> _EXERCISE REQUIREMENTS_
1. Render this sentence from the repulp page below in Spanish: "repulp wraps Microsoft's MarkItDown with a production workflow layer: parallel batch processing, incremental caching, file watching, table extraction, and a rich CLI."
2. Carry on writing the repulp project page below, starting right after its final sentence.

> _PASSAGE_
——

Parallel batch document conversion, watch mode, and structured extraction — powered by MarkItDown.

These details have not been verified by PyPI

Project links

Project description

repulp

Parallel batch document conversion, watch mode, and structured extraction — powered by MarkItDown.

repulp wraps Microsoft's MarkItDown with a production workflow layer: parallel batch processing, incremental caching, file watching, table extraction, and a rich CLI.

Why repulp?

MarkItDown converts files one at a time. repulp adds everything you need for real-world document pipelines:

Feature	MarkItDown	repulp
Single file conversion	Yes	Yes
Parallel batch conversion	No	Yes (ProcessPoolExecutor)
Incremental cache (skip unchanged)	No	Yes (SHA256 hashing)
Watch mode (auto-convert on save)	No	Yes (watchfiles)
Extract tables as DataFrames/CSV	No	Yes
CLI with progress bars	No	Yes (Rich + Typer)
Config files (`.repulp.toml`)	No	Yes

Supported Formats

PDF, DOCX, DOC, PPTX, PPT, XLSX, XLS, CSV, HTML, TXT, MD, RST, JSON, XML, YAML, images (JPEG, PNG, GIF, BMP, TIFF, WEBP), audio (MP3, WAV, FLAC), and more via MarkItDown.

Note: Formats like HTML, CSV, PDF, DOCX, PPTX, and XLSX produce the richest Markdown output. Plain text formats (TXT, JSON, YAML, XML, RST) are passed through with minimal transformation by the underlying MarkItDown engine.

Quick Start

pip install repulp

Or with uv:

uv add repulp

Convert a directory with parallel workers:

repulp convert ./documents --workers 4 --output ./markdown

Watch a folder and auto-convert on changes:

repulp watch ./incoming --output ./converted

Extract tables from a PDF as CSV:

repulp extract tables report.pdf --format csv --output ./tables

CLI Reference

`repulp convert`

Convert files, directories, or URLs to Markdown.

——

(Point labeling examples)
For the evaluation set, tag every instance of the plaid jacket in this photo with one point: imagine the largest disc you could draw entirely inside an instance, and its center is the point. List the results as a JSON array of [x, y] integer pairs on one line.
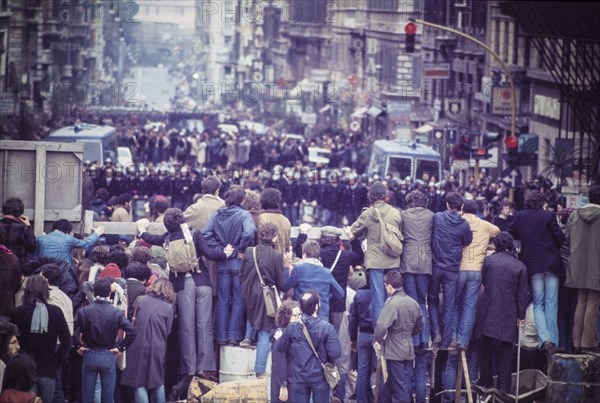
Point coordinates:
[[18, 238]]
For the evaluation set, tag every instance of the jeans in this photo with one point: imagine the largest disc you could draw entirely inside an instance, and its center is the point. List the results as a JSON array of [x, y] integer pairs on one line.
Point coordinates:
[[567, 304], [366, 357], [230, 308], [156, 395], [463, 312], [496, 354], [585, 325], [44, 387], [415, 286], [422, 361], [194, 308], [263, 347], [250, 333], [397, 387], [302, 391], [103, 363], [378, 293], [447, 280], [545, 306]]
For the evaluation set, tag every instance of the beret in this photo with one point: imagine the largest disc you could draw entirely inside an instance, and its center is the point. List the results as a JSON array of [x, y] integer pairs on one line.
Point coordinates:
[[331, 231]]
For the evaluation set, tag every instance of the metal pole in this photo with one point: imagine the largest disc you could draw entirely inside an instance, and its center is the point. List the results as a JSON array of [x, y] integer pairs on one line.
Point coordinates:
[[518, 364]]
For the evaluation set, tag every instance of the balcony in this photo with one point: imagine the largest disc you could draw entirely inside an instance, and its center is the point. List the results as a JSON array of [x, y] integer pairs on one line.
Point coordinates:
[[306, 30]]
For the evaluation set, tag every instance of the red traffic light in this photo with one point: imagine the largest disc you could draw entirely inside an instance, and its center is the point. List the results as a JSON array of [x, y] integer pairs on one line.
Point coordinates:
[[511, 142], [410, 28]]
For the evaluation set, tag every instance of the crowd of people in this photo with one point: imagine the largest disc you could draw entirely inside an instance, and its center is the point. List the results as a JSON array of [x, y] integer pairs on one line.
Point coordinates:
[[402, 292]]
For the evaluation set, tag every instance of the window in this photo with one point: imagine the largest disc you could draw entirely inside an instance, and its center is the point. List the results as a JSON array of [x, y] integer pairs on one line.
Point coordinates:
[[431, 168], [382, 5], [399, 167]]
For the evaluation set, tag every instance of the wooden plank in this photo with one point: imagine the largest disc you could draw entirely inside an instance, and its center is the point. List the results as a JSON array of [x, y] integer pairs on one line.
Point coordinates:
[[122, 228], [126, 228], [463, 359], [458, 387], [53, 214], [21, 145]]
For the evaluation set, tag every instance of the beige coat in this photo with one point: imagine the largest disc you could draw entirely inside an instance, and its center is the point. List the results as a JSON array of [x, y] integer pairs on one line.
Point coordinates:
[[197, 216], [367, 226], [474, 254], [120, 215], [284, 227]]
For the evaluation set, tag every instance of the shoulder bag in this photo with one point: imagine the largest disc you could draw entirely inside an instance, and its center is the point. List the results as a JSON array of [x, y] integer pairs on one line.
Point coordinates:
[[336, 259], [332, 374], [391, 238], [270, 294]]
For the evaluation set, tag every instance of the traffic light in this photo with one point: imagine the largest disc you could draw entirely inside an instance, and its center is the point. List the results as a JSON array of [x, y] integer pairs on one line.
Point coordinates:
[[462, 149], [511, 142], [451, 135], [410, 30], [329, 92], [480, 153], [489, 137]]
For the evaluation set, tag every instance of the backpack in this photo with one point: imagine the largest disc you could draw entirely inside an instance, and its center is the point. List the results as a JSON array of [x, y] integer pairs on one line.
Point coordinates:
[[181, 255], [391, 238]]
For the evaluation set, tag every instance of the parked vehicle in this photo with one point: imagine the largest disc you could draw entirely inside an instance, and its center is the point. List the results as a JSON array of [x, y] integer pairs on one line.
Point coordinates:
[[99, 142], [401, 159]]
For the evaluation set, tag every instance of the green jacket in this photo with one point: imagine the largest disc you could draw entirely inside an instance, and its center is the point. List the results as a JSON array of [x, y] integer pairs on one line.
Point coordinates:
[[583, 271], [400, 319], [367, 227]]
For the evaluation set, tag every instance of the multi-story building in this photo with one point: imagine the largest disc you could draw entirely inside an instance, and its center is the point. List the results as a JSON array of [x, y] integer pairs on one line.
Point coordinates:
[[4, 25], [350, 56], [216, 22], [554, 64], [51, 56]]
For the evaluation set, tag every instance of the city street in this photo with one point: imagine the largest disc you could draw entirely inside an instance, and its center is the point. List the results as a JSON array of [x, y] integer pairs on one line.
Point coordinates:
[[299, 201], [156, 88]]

——

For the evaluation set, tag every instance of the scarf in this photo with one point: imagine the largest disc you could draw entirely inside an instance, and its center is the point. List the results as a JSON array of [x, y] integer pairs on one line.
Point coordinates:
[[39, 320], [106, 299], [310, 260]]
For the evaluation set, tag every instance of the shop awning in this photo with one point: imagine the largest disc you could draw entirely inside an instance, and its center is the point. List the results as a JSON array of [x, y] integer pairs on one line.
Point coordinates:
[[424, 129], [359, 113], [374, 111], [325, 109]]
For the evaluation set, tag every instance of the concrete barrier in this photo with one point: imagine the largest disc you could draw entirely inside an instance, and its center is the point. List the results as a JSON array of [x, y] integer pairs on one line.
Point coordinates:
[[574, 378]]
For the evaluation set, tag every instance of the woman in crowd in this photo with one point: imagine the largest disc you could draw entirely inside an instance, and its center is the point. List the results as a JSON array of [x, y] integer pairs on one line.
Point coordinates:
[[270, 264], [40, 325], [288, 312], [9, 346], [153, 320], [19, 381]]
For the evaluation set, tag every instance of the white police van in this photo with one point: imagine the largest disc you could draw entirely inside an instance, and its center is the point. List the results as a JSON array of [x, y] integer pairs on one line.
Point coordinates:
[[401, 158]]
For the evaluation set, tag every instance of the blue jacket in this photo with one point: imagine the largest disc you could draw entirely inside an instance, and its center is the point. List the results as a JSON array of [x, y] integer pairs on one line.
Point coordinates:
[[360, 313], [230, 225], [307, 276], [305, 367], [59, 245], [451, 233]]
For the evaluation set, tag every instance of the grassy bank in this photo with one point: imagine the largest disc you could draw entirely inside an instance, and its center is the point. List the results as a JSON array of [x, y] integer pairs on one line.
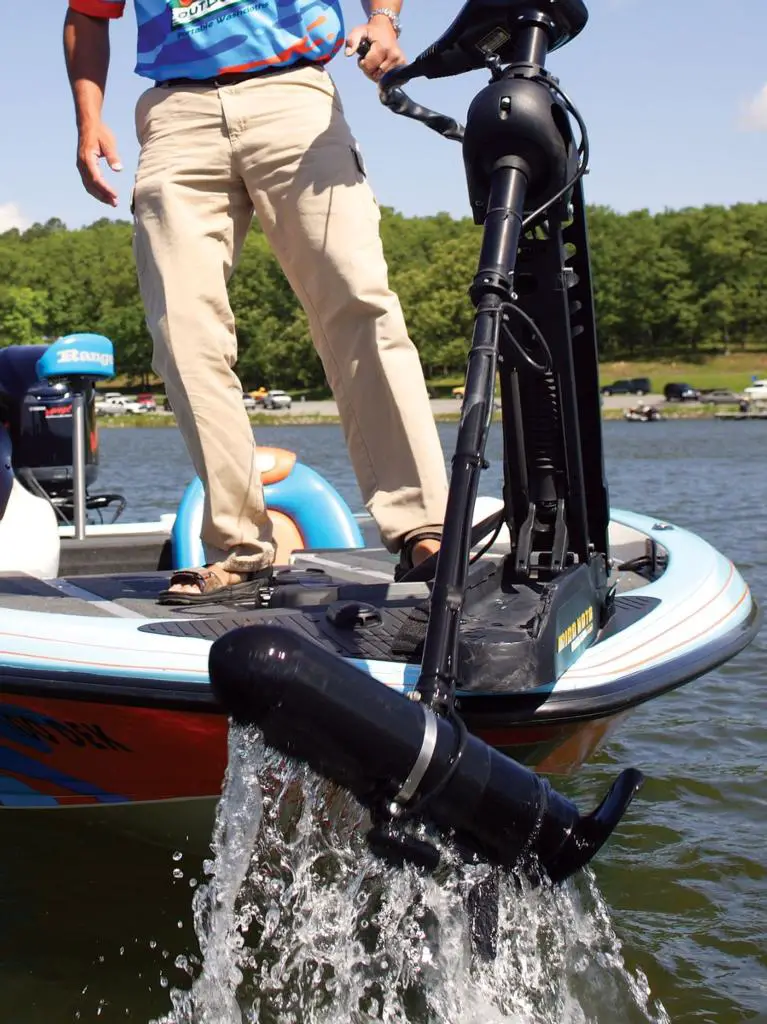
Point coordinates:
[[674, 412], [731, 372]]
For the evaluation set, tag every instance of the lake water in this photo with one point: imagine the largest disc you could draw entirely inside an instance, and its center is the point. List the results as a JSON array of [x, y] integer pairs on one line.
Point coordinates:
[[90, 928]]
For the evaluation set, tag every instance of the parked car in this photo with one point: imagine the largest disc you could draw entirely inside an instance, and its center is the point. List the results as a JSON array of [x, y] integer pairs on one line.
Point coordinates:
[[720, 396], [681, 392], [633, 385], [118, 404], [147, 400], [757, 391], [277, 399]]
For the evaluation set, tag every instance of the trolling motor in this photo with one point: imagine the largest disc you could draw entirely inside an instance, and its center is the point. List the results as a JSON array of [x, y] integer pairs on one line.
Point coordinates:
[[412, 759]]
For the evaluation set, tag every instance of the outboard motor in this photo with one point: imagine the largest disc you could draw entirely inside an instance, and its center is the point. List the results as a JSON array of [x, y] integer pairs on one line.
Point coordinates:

——

> _ANSWER LIST_
1. repulp envuelve MarkItDown de Microsoft con una capa de flujo de trabajo para producción: procesamiento por lotes en paralelo, caché incremental, vigilancia de archivos, extracción de tablas y una completa interfaz de línea de comandos.

2.
# Single file
repulp convert report.pdf

# Directory with parallel workers
repulp convert ./docs --workers 4 --output ./markdown

# Recursive with filters
repulp convert ./docs -r --include "*.pdf,*.docx" --exclude "*.tmp"

# Incremental (skip unchanged files, enabled by default)
repulp convert ./docs
repulp convert ./docs  # second run skips unchanged files

# Force reconvert all
repulp convert ./docs --no-cache

# URL
repulp convert https://example.com/page

# Stdin
cat file.html | repulp convert -

# Output to stdout
repulp convert report.pdf --stdout

# With frontmatter metadata
repulp convert report.pdf --frontmatter

# Different output formats
repulp convert report.pdf --format text
repulp convert report.pdf --format json

Option	Short	Description
`--output`	`-o`	Output directory
`--recursive`	`-r`	Scan subdirectories
`--workers`	`-w`	Parallel workers (0 = auto)
`--no-cache`		Disable incremental cache
`--include`	`-I`	Glob patterns to include
`--exclude`	`-E`	Glob patterns to exclude
`--stdout`	`-s`	Print to stdout
`--frontmatter`	`-f`	Add YAML frontmatter
`--format`	`-F`	Output format: md, text, json
`--no-clean`		Skip markdown post-processing

`repulp watch`

Watch a directory and auto-convert on file changes.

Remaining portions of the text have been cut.